◆ **EXCERTO DO TEXTO**:
-.-.-
Permitam-nos
uma história enlatada das transformações da memória da banda
desenhada.
O
facto da banda desenhada se ter desenvolvido, numa larga fatia da sua
história, associada à imprensa, levou à noção de que ela mesma
seria uma forma de arte necessariamente efémera, ou essencialmente
constituída nessa sua efemeridade. À margem dos luxuosos álbuns
publicados na Europa do século XIX que marcaram a sua primeira
presença, e depois as acções de coleccionadores de tiras ou
páginas de jornais durante a primeira metade do século XX, e
algumas antologias em capas cartonadas, a esmagadora maioria da
produção era votada à leitura de um só dia, e não propriamente a
serem recompensadas pela possibilidade da releitura. Isso levou a que
durante muito tempo a banda desenhada fosse sofrendo de uma espécie
de amnésia, como escreveu Groensteen num seu livro, em que apenas
fãs especializados conhecessem algo para além da produção da sua
própria geração ou a anterior, muitas vezes até de modo diferente
dos autores. Com as transformações editoriais, económicas e
sobretudo estéticas que viriam a moldar uma nova vida da banda
desenhada sob os formatos de livro, essa existência passou a ter
outros contornos, mas a relação com o passado ainda se mantinha
algo complexa, desagregada, isolada. Apenas mais recentemente é que
uma tendência mais certeira tem assegurado uma recuperaçãoda memória,
sobretudo através do acesso a edições integrais de determinadas
séries, títulos ou autores. Mas a acessibilidade crescente aos
textos que compõem essa história também implica a obrigatoriedade
de um mapa. Comics,
a Global History,
é um desses mapas possíveis, e promete uma navegação suave e
lata. (Mais)
-.-.-
◆ **LISTAGEM DE DADOS**:
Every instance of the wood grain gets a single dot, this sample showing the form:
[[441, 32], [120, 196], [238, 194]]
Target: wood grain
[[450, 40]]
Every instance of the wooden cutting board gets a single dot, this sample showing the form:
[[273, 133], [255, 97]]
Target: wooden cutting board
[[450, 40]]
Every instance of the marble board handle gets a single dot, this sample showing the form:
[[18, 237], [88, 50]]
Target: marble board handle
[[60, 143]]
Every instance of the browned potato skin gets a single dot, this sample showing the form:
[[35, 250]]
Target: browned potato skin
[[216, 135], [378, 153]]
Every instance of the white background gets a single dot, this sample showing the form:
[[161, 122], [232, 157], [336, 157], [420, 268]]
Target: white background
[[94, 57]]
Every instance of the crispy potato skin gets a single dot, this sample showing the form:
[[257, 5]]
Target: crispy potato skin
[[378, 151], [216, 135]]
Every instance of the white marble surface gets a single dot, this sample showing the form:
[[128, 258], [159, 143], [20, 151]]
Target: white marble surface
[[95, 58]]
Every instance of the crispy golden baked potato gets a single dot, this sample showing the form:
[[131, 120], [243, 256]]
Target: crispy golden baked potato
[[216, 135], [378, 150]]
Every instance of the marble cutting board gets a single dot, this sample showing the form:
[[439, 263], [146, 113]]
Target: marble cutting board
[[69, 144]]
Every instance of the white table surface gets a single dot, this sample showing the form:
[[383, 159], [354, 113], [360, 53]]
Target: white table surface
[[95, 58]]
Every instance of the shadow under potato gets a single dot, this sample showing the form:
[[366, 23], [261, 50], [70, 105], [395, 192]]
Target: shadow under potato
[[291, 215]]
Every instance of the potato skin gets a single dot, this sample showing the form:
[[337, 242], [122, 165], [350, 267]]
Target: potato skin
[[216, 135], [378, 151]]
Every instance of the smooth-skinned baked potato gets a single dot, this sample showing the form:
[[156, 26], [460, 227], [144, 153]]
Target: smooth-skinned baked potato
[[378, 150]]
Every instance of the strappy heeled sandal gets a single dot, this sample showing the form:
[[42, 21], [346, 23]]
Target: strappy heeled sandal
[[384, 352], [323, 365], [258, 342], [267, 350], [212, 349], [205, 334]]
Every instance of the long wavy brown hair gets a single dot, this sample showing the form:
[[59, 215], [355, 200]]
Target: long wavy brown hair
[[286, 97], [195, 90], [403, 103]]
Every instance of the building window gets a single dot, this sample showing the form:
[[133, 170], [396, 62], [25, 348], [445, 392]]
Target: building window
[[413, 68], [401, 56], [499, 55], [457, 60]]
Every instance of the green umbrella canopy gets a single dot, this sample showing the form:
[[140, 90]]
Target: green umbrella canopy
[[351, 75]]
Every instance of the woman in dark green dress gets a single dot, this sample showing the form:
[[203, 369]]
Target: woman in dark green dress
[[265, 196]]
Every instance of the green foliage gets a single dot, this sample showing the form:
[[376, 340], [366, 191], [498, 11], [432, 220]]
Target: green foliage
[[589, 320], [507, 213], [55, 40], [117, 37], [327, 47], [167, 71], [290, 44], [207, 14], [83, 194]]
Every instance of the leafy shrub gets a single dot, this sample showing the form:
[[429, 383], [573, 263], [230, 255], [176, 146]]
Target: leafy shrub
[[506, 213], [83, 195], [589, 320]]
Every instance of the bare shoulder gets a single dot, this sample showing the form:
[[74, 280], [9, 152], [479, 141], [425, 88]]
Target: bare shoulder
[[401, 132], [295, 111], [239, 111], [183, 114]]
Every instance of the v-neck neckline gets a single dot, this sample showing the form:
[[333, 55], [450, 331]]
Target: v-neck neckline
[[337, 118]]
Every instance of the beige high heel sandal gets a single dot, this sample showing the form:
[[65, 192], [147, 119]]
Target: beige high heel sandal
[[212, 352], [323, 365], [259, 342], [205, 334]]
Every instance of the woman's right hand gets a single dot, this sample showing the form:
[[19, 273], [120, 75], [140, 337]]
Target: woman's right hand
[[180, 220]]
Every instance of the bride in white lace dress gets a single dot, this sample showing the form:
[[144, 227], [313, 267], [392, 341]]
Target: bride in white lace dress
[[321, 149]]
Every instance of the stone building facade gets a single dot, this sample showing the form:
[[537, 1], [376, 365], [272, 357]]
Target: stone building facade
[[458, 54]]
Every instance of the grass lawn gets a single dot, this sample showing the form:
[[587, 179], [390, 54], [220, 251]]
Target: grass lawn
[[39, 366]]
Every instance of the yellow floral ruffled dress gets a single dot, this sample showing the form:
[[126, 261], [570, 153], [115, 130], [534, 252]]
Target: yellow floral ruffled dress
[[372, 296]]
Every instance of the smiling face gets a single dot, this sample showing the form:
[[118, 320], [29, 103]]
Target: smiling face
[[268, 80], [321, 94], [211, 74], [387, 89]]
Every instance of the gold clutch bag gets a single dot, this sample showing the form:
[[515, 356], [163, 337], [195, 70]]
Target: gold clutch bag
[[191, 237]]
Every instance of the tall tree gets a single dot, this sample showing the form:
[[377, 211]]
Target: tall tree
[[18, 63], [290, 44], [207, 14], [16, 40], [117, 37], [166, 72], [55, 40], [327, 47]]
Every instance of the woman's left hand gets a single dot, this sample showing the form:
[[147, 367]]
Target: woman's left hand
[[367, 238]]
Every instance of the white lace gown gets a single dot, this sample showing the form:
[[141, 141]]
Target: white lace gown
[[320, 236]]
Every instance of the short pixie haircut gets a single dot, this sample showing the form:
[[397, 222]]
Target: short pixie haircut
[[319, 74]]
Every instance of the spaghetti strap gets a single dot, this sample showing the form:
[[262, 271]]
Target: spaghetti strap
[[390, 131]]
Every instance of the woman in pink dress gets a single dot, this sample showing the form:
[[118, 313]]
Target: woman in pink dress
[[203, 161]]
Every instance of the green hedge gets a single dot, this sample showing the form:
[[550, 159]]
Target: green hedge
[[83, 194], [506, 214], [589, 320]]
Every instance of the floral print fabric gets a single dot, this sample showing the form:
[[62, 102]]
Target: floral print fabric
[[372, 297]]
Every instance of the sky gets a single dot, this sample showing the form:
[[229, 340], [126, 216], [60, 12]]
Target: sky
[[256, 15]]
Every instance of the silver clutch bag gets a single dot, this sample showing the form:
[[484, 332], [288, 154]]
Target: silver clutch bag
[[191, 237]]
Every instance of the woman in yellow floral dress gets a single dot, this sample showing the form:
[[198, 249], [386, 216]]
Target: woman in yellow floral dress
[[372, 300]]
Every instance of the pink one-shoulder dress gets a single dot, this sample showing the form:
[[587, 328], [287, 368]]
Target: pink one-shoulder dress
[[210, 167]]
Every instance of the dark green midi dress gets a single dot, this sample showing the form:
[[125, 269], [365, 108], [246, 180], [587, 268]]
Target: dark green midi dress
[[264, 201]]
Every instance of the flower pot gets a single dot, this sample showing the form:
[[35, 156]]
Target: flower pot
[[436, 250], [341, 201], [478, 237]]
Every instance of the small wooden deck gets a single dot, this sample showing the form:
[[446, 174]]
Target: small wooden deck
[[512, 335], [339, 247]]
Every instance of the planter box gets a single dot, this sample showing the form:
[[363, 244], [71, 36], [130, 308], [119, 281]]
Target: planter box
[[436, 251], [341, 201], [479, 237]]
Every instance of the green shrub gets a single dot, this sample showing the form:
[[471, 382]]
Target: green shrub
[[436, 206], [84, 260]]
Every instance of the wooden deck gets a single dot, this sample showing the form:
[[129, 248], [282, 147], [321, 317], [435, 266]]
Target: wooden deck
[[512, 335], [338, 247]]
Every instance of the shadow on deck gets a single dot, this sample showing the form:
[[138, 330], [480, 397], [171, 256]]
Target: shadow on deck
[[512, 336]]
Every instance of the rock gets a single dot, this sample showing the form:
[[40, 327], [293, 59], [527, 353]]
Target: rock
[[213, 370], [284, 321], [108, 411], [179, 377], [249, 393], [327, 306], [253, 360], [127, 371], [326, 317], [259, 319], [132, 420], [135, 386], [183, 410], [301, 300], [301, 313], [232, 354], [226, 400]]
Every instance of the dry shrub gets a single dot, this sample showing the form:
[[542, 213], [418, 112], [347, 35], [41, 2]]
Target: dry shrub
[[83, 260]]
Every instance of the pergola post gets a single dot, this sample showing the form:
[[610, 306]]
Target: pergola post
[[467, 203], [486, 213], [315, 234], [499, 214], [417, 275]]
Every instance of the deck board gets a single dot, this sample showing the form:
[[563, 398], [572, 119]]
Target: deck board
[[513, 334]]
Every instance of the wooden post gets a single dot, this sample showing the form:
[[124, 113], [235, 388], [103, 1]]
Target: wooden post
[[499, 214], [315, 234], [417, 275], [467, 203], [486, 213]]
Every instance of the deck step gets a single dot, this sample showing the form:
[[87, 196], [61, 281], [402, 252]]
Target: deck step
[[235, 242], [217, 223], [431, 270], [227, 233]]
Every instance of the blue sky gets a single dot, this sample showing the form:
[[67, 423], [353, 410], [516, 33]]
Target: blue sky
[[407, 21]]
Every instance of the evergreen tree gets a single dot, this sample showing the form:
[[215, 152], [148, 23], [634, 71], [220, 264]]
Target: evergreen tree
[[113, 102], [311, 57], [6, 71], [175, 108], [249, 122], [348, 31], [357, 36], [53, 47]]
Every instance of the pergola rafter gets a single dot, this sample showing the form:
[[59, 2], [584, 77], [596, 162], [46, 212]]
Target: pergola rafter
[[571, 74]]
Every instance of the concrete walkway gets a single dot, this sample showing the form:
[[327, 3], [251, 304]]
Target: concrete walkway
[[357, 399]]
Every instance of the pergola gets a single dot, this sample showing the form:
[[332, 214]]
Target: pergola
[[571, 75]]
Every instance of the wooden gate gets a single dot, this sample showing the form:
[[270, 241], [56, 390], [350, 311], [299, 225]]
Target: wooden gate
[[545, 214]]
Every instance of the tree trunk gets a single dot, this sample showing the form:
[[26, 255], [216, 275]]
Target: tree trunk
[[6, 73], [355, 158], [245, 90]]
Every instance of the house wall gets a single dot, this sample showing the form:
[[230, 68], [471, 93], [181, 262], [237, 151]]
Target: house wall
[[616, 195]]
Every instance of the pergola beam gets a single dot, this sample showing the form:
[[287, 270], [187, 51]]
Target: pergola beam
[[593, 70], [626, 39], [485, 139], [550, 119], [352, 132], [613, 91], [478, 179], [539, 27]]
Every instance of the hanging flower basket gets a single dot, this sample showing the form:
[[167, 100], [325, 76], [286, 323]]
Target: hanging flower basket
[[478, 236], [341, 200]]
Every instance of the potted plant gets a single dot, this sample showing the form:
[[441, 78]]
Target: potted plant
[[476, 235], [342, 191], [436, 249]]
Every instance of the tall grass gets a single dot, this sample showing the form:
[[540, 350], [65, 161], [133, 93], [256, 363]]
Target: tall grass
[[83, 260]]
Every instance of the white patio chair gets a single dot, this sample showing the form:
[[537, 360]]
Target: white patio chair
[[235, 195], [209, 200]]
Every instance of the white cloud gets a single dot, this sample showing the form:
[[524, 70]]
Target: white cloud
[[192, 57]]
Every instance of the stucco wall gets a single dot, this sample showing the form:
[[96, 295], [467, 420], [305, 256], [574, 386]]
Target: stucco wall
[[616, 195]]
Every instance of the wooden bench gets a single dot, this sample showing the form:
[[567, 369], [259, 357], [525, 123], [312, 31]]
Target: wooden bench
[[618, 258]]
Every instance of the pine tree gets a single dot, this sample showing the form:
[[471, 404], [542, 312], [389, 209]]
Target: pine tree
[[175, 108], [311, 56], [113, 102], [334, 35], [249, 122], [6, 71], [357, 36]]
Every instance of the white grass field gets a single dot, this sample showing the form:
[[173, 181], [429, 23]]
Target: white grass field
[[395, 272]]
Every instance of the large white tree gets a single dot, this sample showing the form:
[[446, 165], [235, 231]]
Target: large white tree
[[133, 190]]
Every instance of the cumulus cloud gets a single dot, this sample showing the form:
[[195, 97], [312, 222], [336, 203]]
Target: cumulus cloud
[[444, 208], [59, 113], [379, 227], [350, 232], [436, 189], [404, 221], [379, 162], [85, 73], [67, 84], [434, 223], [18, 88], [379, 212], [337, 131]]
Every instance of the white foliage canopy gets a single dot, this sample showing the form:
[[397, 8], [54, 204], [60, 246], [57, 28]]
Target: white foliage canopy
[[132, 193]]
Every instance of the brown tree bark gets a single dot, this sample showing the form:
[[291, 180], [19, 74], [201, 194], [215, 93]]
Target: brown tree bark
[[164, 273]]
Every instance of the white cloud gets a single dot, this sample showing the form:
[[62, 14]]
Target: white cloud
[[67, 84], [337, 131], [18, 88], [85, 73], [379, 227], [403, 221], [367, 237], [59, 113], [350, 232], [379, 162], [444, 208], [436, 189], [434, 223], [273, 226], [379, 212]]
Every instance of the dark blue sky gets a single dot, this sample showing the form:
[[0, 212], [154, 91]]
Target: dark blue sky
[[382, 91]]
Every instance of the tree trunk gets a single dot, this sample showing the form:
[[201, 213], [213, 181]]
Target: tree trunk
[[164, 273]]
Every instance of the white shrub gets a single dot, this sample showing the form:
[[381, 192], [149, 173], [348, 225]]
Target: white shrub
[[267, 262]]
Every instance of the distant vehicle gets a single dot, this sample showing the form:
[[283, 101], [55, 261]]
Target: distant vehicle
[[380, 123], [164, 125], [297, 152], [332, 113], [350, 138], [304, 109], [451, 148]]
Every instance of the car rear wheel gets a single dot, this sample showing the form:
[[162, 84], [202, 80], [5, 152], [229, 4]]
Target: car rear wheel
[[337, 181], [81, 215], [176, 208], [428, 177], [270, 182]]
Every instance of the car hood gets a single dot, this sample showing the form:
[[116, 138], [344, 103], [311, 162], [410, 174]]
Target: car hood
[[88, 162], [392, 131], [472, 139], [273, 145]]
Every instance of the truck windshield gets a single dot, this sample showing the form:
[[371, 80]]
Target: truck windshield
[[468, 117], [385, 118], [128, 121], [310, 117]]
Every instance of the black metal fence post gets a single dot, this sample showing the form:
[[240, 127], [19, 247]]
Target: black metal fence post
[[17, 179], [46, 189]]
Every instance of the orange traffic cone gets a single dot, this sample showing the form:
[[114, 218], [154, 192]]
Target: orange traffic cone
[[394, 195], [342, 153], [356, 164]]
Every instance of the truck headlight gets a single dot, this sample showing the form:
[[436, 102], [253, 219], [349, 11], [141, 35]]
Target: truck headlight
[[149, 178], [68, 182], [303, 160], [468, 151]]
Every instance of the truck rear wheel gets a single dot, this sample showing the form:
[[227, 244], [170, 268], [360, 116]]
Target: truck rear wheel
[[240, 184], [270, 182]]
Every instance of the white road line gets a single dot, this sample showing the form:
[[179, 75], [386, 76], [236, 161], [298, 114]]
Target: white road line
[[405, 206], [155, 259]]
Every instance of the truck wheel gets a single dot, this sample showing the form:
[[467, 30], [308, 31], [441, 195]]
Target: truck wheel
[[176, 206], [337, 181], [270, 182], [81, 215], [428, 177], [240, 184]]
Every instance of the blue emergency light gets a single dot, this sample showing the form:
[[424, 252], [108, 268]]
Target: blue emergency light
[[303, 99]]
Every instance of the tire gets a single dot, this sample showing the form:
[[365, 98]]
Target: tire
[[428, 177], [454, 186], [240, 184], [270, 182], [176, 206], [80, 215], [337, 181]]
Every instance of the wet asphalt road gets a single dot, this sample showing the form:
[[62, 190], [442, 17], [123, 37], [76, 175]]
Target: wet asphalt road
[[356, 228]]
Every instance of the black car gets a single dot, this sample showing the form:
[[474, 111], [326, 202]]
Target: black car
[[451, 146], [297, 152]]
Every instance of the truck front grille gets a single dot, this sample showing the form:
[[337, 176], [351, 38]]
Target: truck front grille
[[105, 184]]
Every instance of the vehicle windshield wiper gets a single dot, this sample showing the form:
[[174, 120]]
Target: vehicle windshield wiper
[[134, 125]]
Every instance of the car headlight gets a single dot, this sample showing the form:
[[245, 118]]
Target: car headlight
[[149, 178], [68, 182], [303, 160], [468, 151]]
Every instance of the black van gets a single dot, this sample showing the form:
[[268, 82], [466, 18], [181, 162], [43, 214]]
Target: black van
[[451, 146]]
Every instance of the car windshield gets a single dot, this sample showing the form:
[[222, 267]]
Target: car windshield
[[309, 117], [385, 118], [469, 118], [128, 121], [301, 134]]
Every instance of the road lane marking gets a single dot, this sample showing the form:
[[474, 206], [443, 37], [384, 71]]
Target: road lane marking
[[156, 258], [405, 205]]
-.-.-
◆ **O QUE FAZER**: Continue o texto sobre a memória da banda desenhada a partir do ponto em que termina. Os registos não têm qualquer papel nisto.

◆ **RESULTADO**:
Qualquer
novo leitor, ou mais experienciado também, que deseje hoje procurar
informar-se e aprender sobre a história da banda desenhada tem muito
por onde escolher, conforme o foco que deseje. Existem monografias
nacionais, livros focados num período ou género ou tema, artigos
que perscrutam pormenores de grande importância, guias e listas
breves, etc. E mesmo colocando de lado os volumes de escrita e
investigação académica, que não chegam a um público muito
alargado, há uma grande escolha por volumes mais populares e de
qualidade. The
Great Comic Book Heroes
de Jules Feiffer continua a ser um excelente relato pessoal do
advento do mainstream
nos anos 1930 e 1940 das revistas de banda desenhada. O projecto 1001de Gravett
isola os objectos, mas poderá criar uma ideia de “wish list” que
não é de todo displicente. Se o leitor se interessar
particularmente pelas tiras de banda desenhada norte-americanas, tem
uma concatenação de informação de excelência, em The
Comics
de Brian Walker, e se for fã da Pilote,
ou da Métal
Hurlant,
ou da (A
Suivre),
da EC Comics, da Marvel ou DC, tem uma série de volumes que lhes são
exclusivamente dedicados. Não é de surpreender porém o
afunilamento a um só território desses projectos, o que, no fundo,
contribui pouco para o advento de uma memória global, integrada, que
demonstre o trânsito que se verificou em termos criativos, mesmo na
ausência de verdadeiros canais de distribuição e tradução. Este
volume tenta precisamente criar essas pontes necessárias.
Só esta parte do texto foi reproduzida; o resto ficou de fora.